Segment Start: Information shown

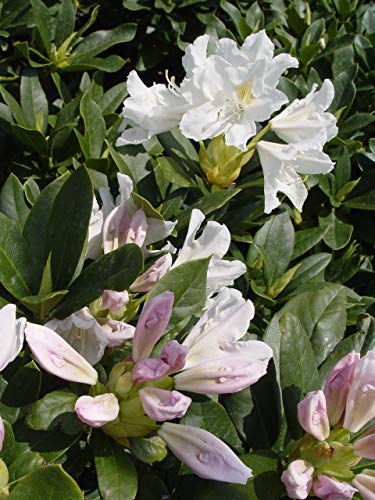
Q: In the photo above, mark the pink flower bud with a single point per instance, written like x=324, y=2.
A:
x=116, y=331
x=328, y=488
x=114, y=300
x=137, y=230
x=337, y=386
x=2, y=433
x=163, y=405
x=152, y=322
x=360, y=404
x=56, y=356
x=297, y=479
x=205, y=454
x=365, y=445
x=223, y=375
x=312, y=415
x=147, y=280
x=97, y=411
x=149, y=369
x=365, y=482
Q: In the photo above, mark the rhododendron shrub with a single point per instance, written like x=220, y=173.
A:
x=186, y=250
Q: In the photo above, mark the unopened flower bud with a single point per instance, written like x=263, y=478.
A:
x=312, y=415
x=297, y=479
x=147, y=280
x=97, y=411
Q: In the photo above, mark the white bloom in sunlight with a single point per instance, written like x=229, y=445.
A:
x=282, y=164
x=119, y=222
x=306, y=120
x=214, y=241
x=11, y=336
x=232, y=89
x=83, y=333
x=150, y=110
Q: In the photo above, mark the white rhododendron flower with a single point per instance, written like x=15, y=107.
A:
x=282, y=165
x=121, y=221
x=232, y=89
x=214, y=241
x=305, y=120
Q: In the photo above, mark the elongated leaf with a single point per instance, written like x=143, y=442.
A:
x=12, y=201
x=67, y=227
x=117, y=476
x=47, y=482
x=114, y=271
x=188, y=283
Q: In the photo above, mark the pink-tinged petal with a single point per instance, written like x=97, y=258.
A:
x=297, y=479
x=224, y=375
x=57, y=357
x=337, y=386
x=149, y=369
x=163, y=405
x=151, y=324
x=11, y=335
x=116, y=331
x=205, y=454
x=113, y=300
x=328, y=488
x=312, y=415
x=137, y=230
x=360, y=403
x=2, y=433
x=97, y=411
x=365, y=482
x=147, y=280
x=365, y=445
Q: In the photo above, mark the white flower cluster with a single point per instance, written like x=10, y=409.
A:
x=228, y=90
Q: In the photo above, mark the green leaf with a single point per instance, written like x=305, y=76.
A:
x=206, y=204
x=19, y=272
x=298, y=371
x=46, y=413
x=114, y=271
x=278, y=247
x=23, y=388
x=100, y=41
x=212, y=417
x=94, y=127
x=67, y=227
x=12, y=201
x=173, y=172
x=36, y=226
x=43, y=22
x=64, y=22
x=34, y=102
x=47, y=482
x=117, y=476
x=336, y=234
x=188, y=283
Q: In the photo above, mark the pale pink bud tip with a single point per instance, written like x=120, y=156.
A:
x=328, y=488
x=297, y=479
x=97, y=411
x=114, y=300
x=360, y=403
x=163, y=405
x=365, y=482
x=365, y=445
x=205, y=454
x=337, y=386
x=2, y=434
x=147, y=280
x=312, y=415
x=57, y=357
x=152, y=322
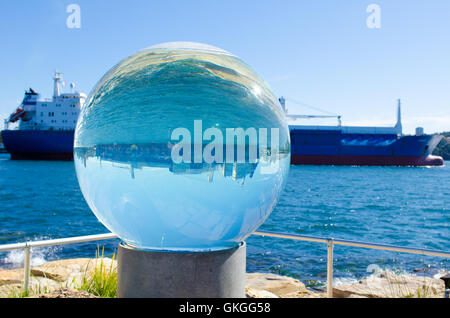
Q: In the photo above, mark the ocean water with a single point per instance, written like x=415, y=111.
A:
x=404, y=206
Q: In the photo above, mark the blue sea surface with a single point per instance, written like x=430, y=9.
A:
x=404, y=206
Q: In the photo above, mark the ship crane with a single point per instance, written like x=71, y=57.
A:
x=283, y=106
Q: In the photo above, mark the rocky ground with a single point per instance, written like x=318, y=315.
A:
x=60, y=279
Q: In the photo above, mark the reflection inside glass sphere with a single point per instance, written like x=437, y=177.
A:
x=182, y=147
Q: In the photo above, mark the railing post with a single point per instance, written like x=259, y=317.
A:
x=27, y=268
x=330, y=268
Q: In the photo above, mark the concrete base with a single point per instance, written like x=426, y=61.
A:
x=153, y=274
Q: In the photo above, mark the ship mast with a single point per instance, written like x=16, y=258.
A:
x=398, y=125
x=57, y=79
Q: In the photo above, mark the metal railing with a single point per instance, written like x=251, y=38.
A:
x=27, y=246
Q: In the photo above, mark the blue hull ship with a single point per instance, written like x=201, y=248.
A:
x=46, y=132
x=362, y=146
x=46, y=126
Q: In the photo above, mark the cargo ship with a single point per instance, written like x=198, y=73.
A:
x=360, y=146
x=45, y=126
x=46, y=132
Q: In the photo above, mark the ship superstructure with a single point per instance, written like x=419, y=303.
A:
x=45, y=126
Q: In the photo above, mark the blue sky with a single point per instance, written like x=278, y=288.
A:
x=319, y=52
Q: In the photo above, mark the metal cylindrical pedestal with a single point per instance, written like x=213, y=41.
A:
x=154, y=274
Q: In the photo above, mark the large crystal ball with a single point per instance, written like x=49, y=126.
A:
x=182, y=147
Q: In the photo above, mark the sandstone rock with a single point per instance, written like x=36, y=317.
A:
x=11, y=276
x=262, y=285
x=257, y=293
x=65, y=293
x=69, y=271
x=390, y=285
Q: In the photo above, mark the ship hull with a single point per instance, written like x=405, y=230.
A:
x=366, y=160
x=332, y=147
x=38, y=144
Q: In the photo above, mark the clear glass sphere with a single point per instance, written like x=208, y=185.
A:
x=182, y=146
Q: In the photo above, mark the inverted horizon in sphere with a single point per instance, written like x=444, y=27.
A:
x=124, y=140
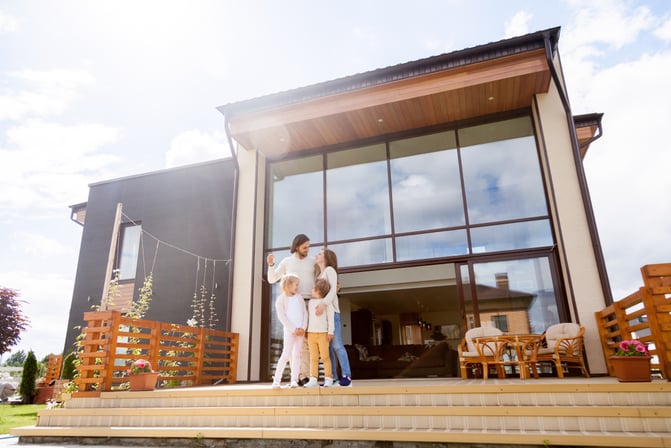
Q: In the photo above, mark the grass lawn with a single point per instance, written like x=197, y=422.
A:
x=19, y=415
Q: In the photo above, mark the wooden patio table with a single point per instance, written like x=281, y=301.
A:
x=520, y=348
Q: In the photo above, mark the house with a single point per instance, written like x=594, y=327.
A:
x=174, y=224
x=451, y=188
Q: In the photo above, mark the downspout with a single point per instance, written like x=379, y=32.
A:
x=234, y=212
x=584, y=191
x=599, y=133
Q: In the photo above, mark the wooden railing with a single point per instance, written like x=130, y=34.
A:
x=53, y=370
x=644, y=315
x=183, y=355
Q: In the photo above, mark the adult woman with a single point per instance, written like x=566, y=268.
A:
x=328, y=263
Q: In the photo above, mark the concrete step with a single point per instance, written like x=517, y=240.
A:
x=580, y=412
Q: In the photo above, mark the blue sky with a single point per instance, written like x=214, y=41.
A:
x=92, y=91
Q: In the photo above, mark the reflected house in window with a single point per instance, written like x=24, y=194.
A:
x=430, y=179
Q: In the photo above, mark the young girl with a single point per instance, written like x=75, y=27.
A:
x=291, y=312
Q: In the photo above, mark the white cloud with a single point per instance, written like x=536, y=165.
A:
x=48, y=298
x=518, y=24
x=664, y=31
x=48, y=164
x=614, y=23
x=35, y=244
x=8, y=24
x=627, y=169
x=196, y=146
x=46, y=92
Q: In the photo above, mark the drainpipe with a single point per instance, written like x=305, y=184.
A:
x=234, y=211
x=589, y=211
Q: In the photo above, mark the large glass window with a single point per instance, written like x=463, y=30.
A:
x=502, y=176
x=448, y=194
x=357, y=193
x=130, y=248
x=519, y=292
x=426, y=185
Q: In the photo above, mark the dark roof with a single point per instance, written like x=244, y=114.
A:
x=480, y=53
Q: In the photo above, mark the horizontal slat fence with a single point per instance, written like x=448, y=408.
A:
x=53, y=370
x=644, y=315
x=183, y=355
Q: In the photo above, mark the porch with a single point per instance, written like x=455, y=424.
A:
x=535, y=412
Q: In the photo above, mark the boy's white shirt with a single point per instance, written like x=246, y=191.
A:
x=304, y=268
x=292, y=312
x=320, y=324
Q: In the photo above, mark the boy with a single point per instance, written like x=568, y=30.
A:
x=320, y=333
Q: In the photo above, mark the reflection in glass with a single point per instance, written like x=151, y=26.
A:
x=431, y=245
x=357, y=193
x=502, y=177
x=296, y=197
x=521, y=292
x=519, y=235
x=363, y=252
x=426, y=185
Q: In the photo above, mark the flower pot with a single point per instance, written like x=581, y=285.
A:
x=631, y=368
x=143, y=381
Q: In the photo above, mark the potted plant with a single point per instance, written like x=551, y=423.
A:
x=631, y=361
x=141, y=375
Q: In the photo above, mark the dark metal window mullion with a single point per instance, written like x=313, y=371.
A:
x=464, y=202
x=324, y=208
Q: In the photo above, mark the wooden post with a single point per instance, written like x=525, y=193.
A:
x=110, y=256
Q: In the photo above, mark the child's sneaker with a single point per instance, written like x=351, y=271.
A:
x=345, y=381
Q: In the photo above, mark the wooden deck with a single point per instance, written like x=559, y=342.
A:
x=534, y=412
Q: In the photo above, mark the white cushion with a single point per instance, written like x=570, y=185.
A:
x=564, y=330
x=479, y=332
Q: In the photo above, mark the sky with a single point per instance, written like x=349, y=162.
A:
x=94, y=91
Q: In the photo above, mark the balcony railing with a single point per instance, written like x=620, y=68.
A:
x=644, y=315
x=183, y=355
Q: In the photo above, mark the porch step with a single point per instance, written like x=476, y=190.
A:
x=584, y=412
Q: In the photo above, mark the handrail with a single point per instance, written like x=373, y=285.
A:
x=643, y=315
x=183, y=355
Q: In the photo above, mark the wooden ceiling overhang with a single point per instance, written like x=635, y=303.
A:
x=485, y=85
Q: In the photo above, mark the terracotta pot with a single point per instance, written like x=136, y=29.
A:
x=143, y=381
x=631, y=368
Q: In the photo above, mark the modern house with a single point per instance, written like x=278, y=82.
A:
x=174, y=224
x=451, y=188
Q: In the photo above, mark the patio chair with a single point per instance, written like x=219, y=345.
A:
x=562, y=345
x=473, y=356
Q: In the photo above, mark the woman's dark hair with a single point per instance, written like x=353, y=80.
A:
x=299, y=240
x=330, y=259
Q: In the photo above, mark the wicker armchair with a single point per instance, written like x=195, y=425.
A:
x=562, y=345
x=475, y=357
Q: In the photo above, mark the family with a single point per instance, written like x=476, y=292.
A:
x=314, y=328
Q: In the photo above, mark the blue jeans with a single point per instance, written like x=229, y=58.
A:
x=337, y=351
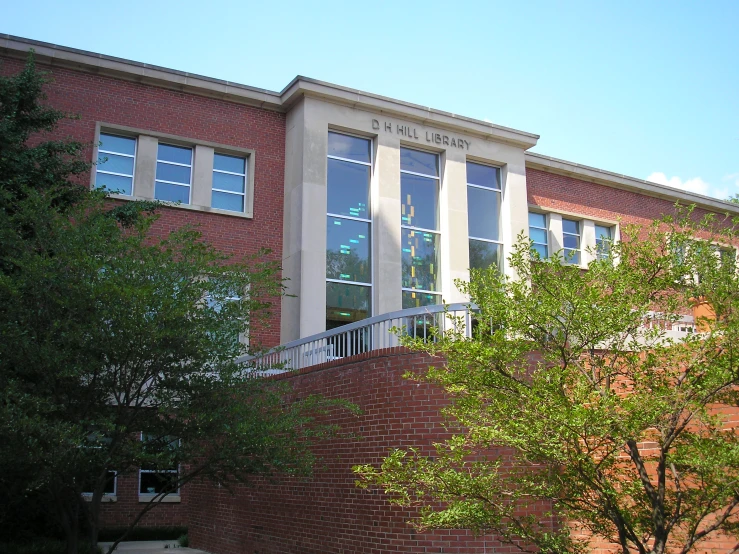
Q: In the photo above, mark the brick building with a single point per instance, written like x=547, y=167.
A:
x=373, y=206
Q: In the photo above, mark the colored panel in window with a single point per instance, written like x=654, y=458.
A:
x=420, y=260
x=346, y=303
x=348, y=189
x=348, y=250
x=351, y=148
x=484, y=254
x=419, y=198
x=483, y=209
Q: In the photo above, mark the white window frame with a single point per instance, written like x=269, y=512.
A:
x=555, y=232
x=568, y=257
x=437, y=232
x=173, y=496
x=499, y=190
x=368, y=220
x=101, y=151
x=243, y=175
x=190, y=165
x=201, y=182
x=545, y=229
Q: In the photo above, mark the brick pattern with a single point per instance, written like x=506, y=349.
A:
x=96, y=98
x=329, y=514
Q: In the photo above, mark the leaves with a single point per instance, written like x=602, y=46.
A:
x=572, y=399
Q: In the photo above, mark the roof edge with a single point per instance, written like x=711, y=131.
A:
x=618, y=180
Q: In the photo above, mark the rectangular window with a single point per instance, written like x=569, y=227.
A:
x=173, y=174
x=571, y=241
x=117, y=159
x=539, y=234
x=603, y=240
x=110, y=485
x=348, y=230
x=155, y=480
x=229, y=182
x=419, y=233
x=483, y=216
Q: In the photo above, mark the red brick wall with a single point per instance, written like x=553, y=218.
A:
x=329, y=514
x=560, y=192
x=96, y=98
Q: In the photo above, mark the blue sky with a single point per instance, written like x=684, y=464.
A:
x=648, y=89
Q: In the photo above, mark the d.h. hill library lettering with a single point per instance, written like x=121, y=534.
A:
x=413, y=132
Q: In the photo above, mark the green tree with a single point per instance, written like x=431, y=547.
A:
x=572, y=394
x=119, y=350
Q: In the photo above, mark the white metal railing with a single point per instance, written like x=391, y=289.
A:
x=375, y=333
x=363, y=336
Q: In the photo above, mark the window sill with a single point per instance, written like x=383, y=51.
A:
x=105, y=498
x=191, y=207
x=168, y=499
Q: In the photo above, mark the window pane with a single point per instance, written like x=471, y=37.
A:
x=229, y=163
x=571, y=241
x=225, y=181
x=177, y=154
x=172, y=193
x=538, y=235
x=352, y=148
x=226, y=201
x=420, y=258
x=419, y=162
x=602, y=233
x=541, y=250
x=484, y=254
x=483, y=209
x=348, y=188
x=572, y=256
x=419, y=201
x=348, y=250
x=419, y=299
x=569, y=226
x=483, y=175
x=114, y=183
x=154, y=482
x=116, y=164
x=346, y=303
x=176, y=173
x=112, y=143
x=537, y=220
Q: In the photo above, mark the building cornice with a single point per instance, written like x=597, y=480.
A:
x=90, y=62
x=624, y=182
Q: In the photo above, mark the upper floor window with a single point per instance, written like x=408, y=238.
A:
x=348, y=230
x=539, y=234
x=571, y=241
x=603, y=241
x=174, y=173
x=483, y=215
x=419, y=221
x=114, y=171
x=196, y=174
x=229, y=182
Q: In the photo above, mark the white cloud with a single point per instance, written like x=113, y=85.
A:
x=732, y=177
x=696, y=184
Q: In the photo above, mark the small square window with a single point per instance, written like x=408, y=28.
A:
x=116, y=162
x=229, y=182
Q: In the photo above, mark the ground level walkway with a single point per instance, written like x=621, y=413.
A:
x=151, y=547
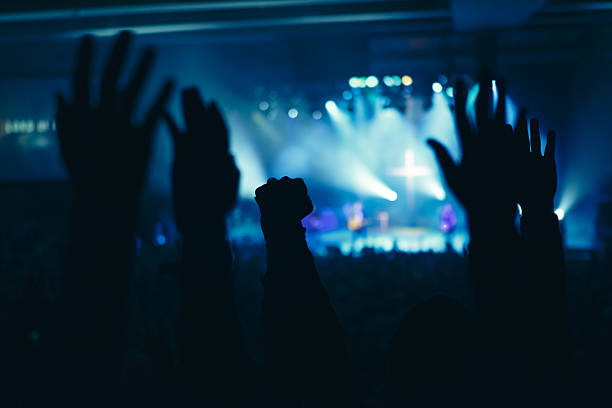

Segment End: Information shown

Task objective
Which lines in the records contain the word "rhododendron"? Copy each one.

Your solution
Q: In the photo above, mark the rhododendron shrub with a single point per instance, written like x=220, y=173.
Q: In the photo above, mark the white rhododendron flower with a single point per instance, written like x=15, y=107.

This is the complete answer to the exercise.